**ASSIGNMENT**
Rewrite the records with every "clicks" swapped for "points", leaving all else unchanged and omitting the pictures from your answer.

**Collected data**
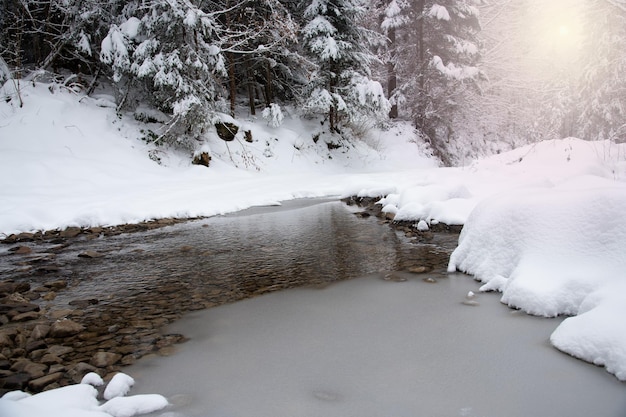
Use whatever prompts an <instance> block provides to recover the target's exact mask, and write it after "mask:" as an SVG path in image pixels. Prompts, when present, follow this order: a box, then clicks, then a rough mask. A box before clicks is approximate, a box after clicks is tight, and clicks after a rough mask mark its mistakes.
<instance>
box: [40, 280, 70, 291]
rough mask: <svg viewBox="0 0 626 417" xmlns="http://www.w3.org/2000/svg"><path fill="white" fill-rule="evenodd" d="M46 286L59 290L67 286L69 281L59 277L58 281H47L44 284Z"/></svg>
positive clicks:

**TASK RESULT**
Use whatever prompts an <instance> block provides to recover the target's exact mask, and write it after "mask:" as an SVG path in image pixels. Prompts, when present, follow this order: a box, then points, then a rough mask. A box before points is approximate, a box after points is tight, and points after a rough mask mark its mistakes.
<instance>
box: [40, 280, 70, 291]
rough mask: <svg viewBox="0 0 626 417" xmlns="http://www.w3.org/2000/svg"><path fill="white" fill-rule="evenodd" d="M46 286L59 290L67 286L69 281L59 277L58 281H47L44 284Z"/></svg>
positive points:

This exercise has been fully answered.